Selected passage:
===============

Now that we have the template, let's save it somewhere and store the path to a variable:

(setq my/rdrview-template (expand-file-name
                           (concat user-emacs-directory "rdrview.tex")))

Now let's invoke pandoc. We need to pass the following flags:

  • --pdf-engine=xelatex, of course
  • template <path-to-template>;
  • -o <path-to-pdf>;
  • --variable key=value.

In fact, pandoc is pretty awesome tool in the sense that it allows for feeding custom variable in templates and using a pretty rich templating language.

So, the rendering function is as follows:

(cl-defun my/rdrview-render (content type variables callback
                                     &key file-name overwrite)
  "Render CONTENT with pandoc.

===============

Supplied material:
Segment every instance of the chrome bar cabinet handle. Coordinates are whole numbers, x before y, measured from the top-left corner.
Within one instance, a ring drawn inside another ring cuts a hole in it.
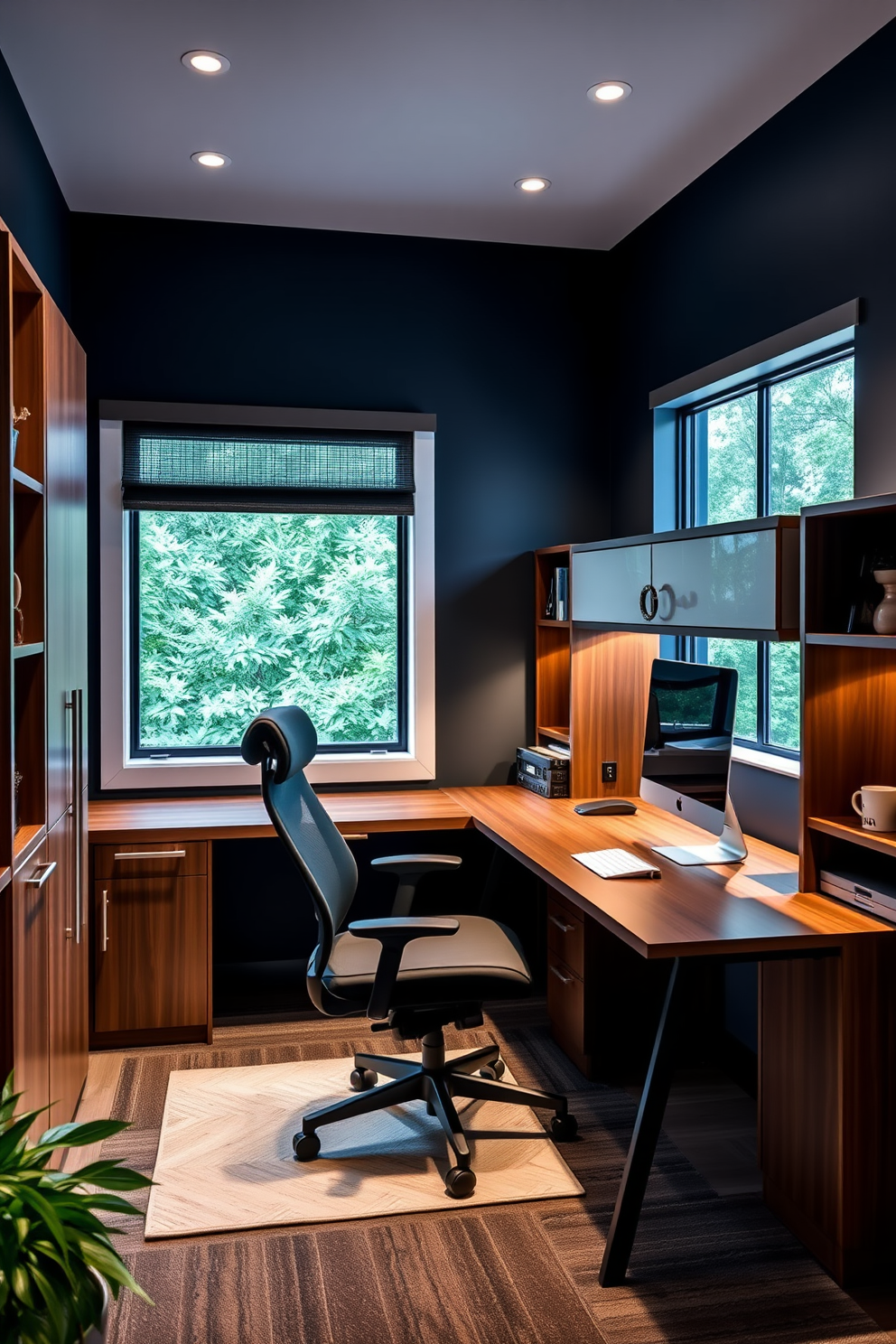
[[[116,863],[120,859],[185,859],[185,849],[122,849],[114,855]]]
[[[47,878],[51,874],[54,874],[55,871],[56,871],[56,860],[55,859],[52,860],[52,863],[39,863],[38,867],[34,871],[34,878],[26,878],[24,879],[24,886],[26,887],[43,887],[43,884],[47,880]],[[38,874],[40,874],[40,876],[38,876]]]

===============

Goals:
A. Answer these questions about the pandoc passage:
(i) Which file name is joined to user-emacs-directory to build the template path?
(ii) Which PDF engine is passed to pandoc?
(iii) What two things does pandoc allow for, according to the passage?
B. Shorten the paragraph of the pandoc passage that begins "In fact, pandoc is pretty awesome" while keeping its main facts.
C. Print the text of the pandoc passage between "In fact, pandoc" and "rich templating language.", inclusive.

Expected responses:
A.
(i) rdrview.tex
(ii) xelatex
(iii) Feeding custom variables into templates and using a rich templating language.

B. Pandoc lets you feed custom variables into templates and offers a rich templating language.

C.
In fact, pandoc is pretty awesome tool in the sense that it allows for feeding custom variable in templates and using a pretty rich templating language.